>> Start Data shown

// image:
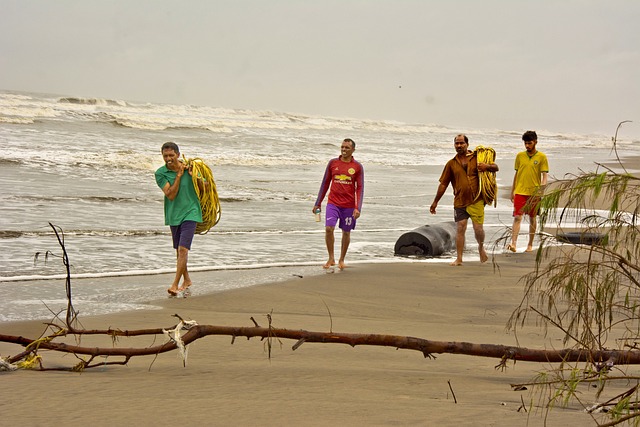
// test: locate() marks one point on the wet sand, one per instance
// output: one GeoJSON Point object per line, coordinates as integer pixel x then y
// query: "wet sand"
{"type": "Point", "coordinates": [317, 384]}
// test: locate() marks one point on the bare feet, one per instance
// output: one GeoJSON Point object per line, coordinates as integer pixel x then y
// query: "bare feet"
{"type": "Point", "coordinates": [329, 264]}
{"type": "Point", "coordinates": [184, 286]}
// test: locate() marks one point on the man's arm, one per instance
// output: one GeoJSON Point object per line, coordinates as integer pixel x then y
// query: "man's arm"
{"type": "Point", "coordinates": [441, 189]}
{"type": "Point", "coordinates": [324, 187]}
{"type": "Point", "coordinates": [171, 190]}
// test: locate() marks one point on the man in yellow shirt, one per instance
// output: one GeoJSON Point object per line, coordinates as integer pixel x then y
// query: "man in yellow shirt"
{"type": "Point", "coordinates": [532, 168]}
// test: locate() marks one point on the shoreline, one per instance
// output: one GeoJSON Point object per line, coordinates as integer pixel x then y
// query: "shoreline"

>> End Data shown

*What needs to be done:* Recast all the items above as a JSON list of strings, one string per line, with blank lines and the pictures left out.

*Result below:*
[
  "// image:",
  "// test: locate() marks one point on the wet sand, one per instance",
  "// output: one GeoJSON Point object per line, coordinates as integer pixel x then y",
  "// query: \"wet sand\"",
  "{\"type\": \"Point\", \"coordinates\": [317, 384]}",
  "// test: locate() marks one point on the bare feet, one per instance",
  "// output: one GeoJSON Point object per line, coordinates as integer pixel x then y",
  "// query: \"bare feet\"",
  "{\"type\": \"Point\", \"coordinates\": [329, 264]}",
  "{\"type\": \"Point\", \"coordinates\": [184, 286]}",
  "// test: locate() marks one point on the man's arm, one per instance",
  "// output: one GeoJSON Point object per line, coordinates as integer pixel x then y",
  "// query: \"man's arm\"",
  "{\"type\": \"Point\", \"coordinates\": [441, 189]}",
  "{\"type\": \"Point\", \"coordinates\": [324, 187]}",
  "{\"type\": \"Point\", \"coordinates\": [171, 190]}",
  "// test: locate() marks one point on the man in yellow shirt, one per instance",
  "// output: one GeoJSON Point object per line, coordinates as integer pixel x then y",
  "// query: \"man in yellow shirt\"",
  "{\"type\": \"Point\", \"coordinates\": [532, 168]}",
  "// test: locate() marks one point on the shoreline, one per instance",
  "// output: one GeoJSON Point object per line, coordinates as integer pixel x then y",
  "// query: \"shoreline\""
]